ABOUT THIS EXERCISE: Reproduce every entry exactly as shown.

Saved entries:

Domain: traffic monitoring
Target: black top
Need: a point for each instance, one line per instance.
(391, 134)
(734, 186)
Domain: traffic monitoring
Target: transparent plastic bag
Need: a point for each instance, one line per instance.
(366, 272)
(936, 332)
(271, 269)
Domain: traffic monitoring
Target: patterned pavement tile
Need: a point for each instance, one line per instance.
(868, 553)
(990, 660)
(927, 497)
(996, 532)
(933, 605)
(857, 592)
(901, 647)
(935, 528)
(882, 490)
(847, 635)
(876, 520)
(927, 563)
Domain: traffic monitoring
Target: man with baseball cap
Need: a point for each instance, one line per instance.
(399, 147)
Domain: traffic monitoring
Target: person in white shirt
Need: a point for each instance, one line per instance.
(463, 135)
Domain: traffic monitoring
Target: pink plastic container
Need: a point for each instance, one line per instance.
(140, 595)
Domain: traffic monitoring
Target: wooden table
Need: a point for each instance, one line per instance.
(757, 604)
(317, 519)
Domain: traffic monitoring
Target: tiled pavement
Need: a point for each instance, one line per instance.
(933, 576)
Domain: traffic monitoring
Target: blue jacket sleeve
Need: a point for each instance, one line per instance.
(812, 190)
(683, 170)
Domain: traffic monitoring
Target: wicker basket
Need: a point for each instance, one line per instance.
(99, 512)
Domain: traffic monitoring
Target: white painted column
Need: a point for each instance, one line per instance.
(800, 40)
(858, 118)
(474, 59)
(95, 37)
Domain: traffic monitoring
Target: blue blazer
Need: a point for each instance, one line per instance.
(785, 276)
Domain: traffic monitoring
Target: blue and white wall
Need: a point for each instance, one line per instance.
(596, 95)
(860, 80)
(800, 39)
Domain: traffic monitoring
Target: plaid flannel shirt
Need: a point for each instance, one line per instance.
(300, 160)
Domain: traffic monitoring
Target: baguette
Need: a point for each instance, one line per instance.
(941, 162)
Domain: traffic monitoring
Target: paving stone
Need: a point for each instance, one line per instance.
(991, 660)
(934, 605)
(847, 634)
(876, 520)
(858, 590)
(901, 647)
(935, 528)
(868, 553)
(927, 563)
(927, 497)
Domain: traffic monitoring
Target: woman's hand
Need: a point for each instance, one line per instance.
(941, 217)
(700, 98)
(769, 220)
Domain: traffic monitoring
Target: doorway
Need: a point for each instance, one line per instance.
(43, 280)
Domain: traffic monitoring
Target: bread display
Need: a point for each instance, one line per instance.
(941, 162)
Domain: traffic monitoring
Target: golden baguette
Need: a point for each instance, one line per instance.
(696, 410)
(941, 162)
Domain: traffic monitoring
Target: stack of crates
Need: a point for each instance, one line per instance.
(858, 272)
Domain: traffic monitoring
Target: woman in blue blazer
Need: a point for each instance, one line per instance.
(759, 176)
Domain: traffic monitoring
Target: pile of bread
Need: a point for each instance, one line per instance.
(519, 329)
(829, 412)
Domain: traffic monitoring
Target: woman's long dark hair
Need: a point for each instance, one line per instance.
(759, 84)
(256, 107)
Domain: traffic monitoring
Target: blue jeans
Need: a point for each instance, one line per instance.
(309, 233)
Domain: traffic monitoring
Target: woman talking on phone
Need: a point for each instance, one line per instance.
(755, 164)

PROBLEM SOLUTION:
Domain: traffic monitoring
Target: black top
Need: a point for each instance, one line per instance.
(391, 134)
(734, 186)
Domain: traffic monitoring
Target: transparent plastic bag
Need: a point for each instance, one line per instance.
(366, 272)
(936, 332)
(271, 269)
Domain: traffic monitoring
Target: patterned pavement tile
Need: a point for each instance, one line per instance.
(868, 553)
(990, 660)
(927, 497)
(996, 532)
(933, 605)
(857, 592)
(901, 647)
(935, 528)
(882, 490)
(847, 635)
(876, 520)
(927, 563)
Domain: traffic monitoring
Target: man with baseball cap
Need: a point for each instance, one line per instance.
(399, 147)
Domain: traffic monitoring
Target: person in white shirt
Need: a point for each instance, one line per instance.
(463, 135)
Domain: traffic monitoring
Target: pink plastic container
Need: a point for each instance, one line per instance.
(140, 595)
Domain: traffic monitoring
Target: wooden table
Need: a point for each instance, one line per instance.
(757, 604)
(317, 519)
Domain: traffic monitoring
Target: tiled pavement
Need: a point for each instance, one line per instance.
(933, 576)
Domain: traffic monitoring
Target: blue jacket sleeve
Need: a point for each instance, one line per instance.
(812, 190)
(683, 170)
Domain: traffic monitoring
Target: wicker basket
Need: a point for each instance, one line per instance.
(99, 512)
Domain: traffic monitoring
Target: white painted column
Need: a point for each instance, one line per instance.
(800, 40)
(858, 118)
(474, 59)
(95, 37)
Domain: traffic monitoring
Target: blue blazer
Need: a point for each instance, one line per instance.
(785, 276)
Domain: traffic monitoring
Target: blue and white wall
Need: a point for each instance, one line per instance.
(596, 95)
(860, 80)
(800, 39)
Domain: traffic monitoring
Target: plaid flannel shirt
Need: a point for each instance, one line per instance.
(300, 160)
Domain: traffic monitoring
Target: baguette
Need: a point for each instance, one line per instance.
(941, 162)
Domain: traffic monitoring
Target: paving stone
Need: a point for each instance, one line per instance.
(991, 660)
(934, 605)
(847, 634)
(876, 520)
(858, 590)
(901, 647)
(935, 528)
(868, 553)
(927, 563)
(927, 497)
Domain: traffic monitoring
Target: woman's hand
Need: a point for each instance, one line per instance.
(941, 217)
(700, 98)
(769, 220)
Domain: traffic monitoring
Target: doorway
Need: a point for each instance, one line per instance.
(43, 280)
Domain: traffic monitoring
Target: bread display
Need: a point for each instance, one line per instance.
(941, 162)
Domain: traffic monitoring
Target: golden baguette
Need: a point for each instance, one line per instance.
(696, 410)
(941, 162)
Domain: traffic monitoring
Target: stack of crates
Need: a point for each instance, one line per instance.
(858, 272)
Domain: traffic monitoring
Target: woman in blue blazer
Need: a point for each instance, one line per instance.
(759, 176)
Domain: traffic monitoring
Target: pile of bread
Need: a point for each instance, one line per instance.
(519, 329)
(829, 412)
Domain: traffic monitoring
Target: woman's long dark hair
Need: a point for each instance, one line per instance.
(759, 84)
(256, 107)
Domain: traffic monitoring
Target: blue jeans
Need: a point for each instance, one line per instance.
(309, 233)
Domain: traffic monitoring
Target: woman talking on phone
Need: a point for each instance, one line per instance.
(755, 164)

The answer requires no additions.